[Source data]

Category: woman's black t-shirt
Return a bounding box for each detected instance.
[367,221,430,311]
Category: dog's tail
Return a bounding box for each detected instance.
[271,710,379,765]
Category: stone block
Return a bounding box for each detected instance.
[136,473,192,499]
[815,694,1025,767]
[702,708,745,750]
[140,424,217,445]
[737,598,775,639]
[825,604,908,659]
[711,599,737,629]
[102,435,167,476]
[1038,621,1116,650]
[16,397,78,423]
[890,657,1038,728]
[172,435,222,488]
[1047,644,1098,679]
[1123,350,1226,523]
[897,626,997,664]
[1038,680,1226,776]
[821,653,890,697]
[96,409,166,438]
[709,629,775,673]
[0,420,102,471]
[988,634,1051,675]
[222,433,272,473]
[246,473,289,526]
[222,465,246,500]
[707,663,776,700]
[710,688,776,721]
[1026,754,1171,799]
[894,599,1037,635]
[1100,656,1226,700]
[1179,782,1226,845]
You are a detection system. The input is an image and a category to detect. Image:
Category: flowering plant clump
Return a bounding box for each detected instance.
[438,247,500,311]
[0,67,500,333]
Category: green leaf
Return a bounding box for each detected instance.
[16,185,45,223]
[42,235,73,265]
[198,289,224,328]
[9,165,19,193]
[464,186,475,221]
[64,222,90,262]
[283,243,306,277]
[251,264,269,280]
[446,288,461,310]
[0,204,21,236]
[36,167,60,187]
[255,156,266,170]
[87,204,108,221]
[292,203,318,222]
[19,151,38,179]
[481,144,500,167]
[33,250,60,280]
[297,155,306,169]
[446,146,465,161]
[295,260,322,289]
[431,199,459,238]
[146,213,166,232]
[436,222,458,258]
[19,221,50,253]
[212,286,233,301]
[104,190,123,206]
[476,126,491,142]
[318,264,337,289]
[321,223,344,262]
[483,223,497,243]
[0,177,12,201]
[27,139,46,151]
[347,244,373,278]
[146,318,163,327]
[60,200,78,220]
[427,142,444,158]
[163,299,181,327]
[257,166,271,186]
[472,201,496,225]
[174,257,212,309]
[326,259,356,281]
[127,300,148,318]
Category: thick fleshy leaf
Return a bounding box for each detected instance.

- Task description
Update the data above so that every occurrence of "bounding box" becomes "rectangle", and keep everything else identical.

- Solution to this task
Category: woman's black t-shirt
Return a rectangle for each detected instance.
[367,221,430,311]
Category: dog's tail
Return a rectangle for each detected instance.
[271,710,379,765]
Category: stone block
Return a rectangle for each detected instance.
[136,473,192,499]
[815,694,1025,767]
[702,708,745,750]
[140,424,217,445]
[737,598,775,639]
[825,604,908,659]
[711,599,737,629]
[102,435,167,476]
[1038,621,1116,650]
[16,397,78,423]
[890,657,1038,728]
[172,435,222,488]
[1047,644,1098,679]
[1123,350,1226,523]
[897,626,997,664]
[1038,680,1226,776]
[821,653,890,697]
[96,409,166,438]
[709,629,775,673]
[0,420,102,471]
[988,634,1051,675]
[222,433,272,473]
[246,473,289,526]
[222,465,246,500]
[707,663,776,700]
[710,688,776,721]
[1026,754,1171,799]
[894,599,1037,635]
[1100,656,1226,700]
[1179,782,1226,845]
You are a detection system. The input is an image and a category to detect. Image:
Category: flowering plant clump
Return a rectangle for each detected instance.
[438,247,500,311]
[0,67,500,333]
Category: green leaf
Return a rectangle for each detected instance.
[16,185,45,223]
[42,235,73,265]
[198,289,224,328]
[9,165,19,193]
[464,186,475,221]
[64,222,90,262]
[283,243,306,277]
[251,264,269,280]
[446,288,461,310]
[0,204,21,236]
[36,167,60,187]
[255,156,266,170]
[87,204,108,221]
[292,203,318,222]
[19,151,38,179]
[481,144,500,167]
[33,250,60,280]
[297,155,306,169]
[446,146,465,161]
[295,260,322,289]
[431,199,459,238]
[146,213,166,232]
[436,222,458,258]
[19,221,50,253]
[212,286,233,301]
[104,190,123,206]
[476,126,491,142]
[318,264,337,289]
[321,223,344,262]
[483,223,497,243]
[0,177,12,201]
[27,139,46,151]
[347,244,373,278]
[146,318,163,327]
[60,200,78,220]
[427,142,444,158]
[163,299,181,327]
[257,166,271,186]
[472,201,496,225]
[174,257,212,309]
[326,259,356,281]
[127,300,148,318]
Category: thick fleshy leaf
Return a rectangle for each detected instance.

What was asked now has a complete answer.